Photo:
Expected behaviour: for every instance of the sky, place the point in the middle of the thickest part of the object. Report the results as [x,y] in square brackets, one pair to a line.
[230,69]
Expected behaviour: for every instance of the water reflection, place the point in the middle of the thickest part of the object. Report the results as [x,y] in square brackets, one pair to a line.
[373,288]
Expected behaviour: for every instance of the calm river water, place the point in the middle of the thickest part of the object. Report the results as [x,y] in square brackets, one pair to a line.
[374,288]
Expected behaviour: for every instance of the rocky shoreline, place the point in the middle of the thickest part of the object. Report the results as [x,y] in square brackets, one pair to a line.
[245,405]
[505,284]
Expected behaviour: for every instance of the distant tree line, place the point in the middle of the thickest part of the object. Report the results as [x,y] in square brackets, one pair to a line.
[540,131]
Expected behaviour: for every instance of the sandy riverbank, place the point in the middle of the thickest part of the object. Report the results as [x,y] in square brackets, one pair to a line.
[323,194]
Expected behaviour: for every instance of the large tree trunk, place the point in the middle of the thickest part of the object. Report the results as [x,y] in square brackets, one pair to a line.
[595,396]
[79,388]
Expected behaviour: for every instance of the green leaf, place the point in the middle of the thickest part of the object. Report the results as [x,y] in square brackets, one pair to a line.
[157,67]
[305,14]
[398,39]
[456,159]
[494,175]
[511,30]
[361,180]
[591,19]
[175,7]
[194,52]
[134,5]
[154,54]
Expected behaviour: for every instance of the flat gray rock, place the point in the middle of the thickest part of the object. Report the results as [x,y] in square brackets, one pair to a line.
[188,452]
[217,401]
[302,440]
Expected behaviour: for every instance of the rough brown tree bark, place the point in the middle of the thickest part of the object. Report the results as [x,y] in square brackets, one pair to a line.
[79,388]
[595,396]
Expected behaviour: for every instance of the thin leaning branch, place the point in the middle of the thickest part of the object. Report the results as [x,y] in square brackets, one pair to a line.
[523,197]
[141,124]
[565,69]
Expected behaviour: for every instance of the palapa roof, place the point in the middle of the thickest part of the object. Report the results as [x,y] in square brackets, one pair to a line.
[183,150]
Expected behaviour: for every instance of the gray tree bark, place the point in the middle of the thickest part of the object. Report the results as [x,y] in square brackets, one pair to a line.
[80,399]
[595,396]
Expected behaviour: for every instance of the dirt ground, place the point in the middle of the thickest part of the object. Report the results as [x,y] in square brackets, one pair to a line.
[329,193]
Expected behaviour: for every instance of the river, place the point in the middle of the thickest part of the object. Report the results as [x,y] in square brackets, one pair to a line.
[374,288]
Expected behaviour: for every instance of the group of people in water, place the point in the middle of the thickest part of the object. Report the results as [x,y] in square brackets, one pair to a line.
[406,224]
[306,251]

--*--

§ **Exercise**: Rewrite the data from the line holding "Expected behaviour: for every instance of the rough" through the end of the data, both included. Keep every request, and shift each point coordinate in the answers by -36.

§ **Solved exercise**:
Expected behaviour: for every instance of the rough brown tree bark, place the point in the middle of the thickest part of the object. Report the results as [x,y] in square brackets, one pair to a line.
[43,352]
[559,360]
Expected behaviour: for every instance of the thin leaning branch, place the point in the middle of the thickest part of the object. Report the results as [x,y] in square brackets, one pair to a line.
[487,161]
[105,88]
[529,33]
Expected behaviour: for every instance of the palapa roof, place the point in the middle of the thickest part of the object. Report the results as [x,y] in square brackets, one pair to a line.
[147,114]
Expected behaviour: for every instance of the gray tree bark, place the point in the middle of the thickest part of the object. Report the results as [x,y] in square brackets, one pair to a line.
[44,363]
[559,360]
Expected behaviour: for every instance of the dirt ground, place the point in the middle of the thickest part of the object. Report the results as [x,y] in square brackets, one pair to a line.
[293,157]
Expected behaviour: for every instance of the river, place the point in the middle of the thickest part of the object. Report the results as [x,y] in square brackets, one pair to a line.
[338,252]
Expected behaviour: for every instance of the group of people in water, place the point in the middle of the thickest part of the object. Report the results as [x,y] in square brackets, one pair to a line.
[370,188]
[270,215]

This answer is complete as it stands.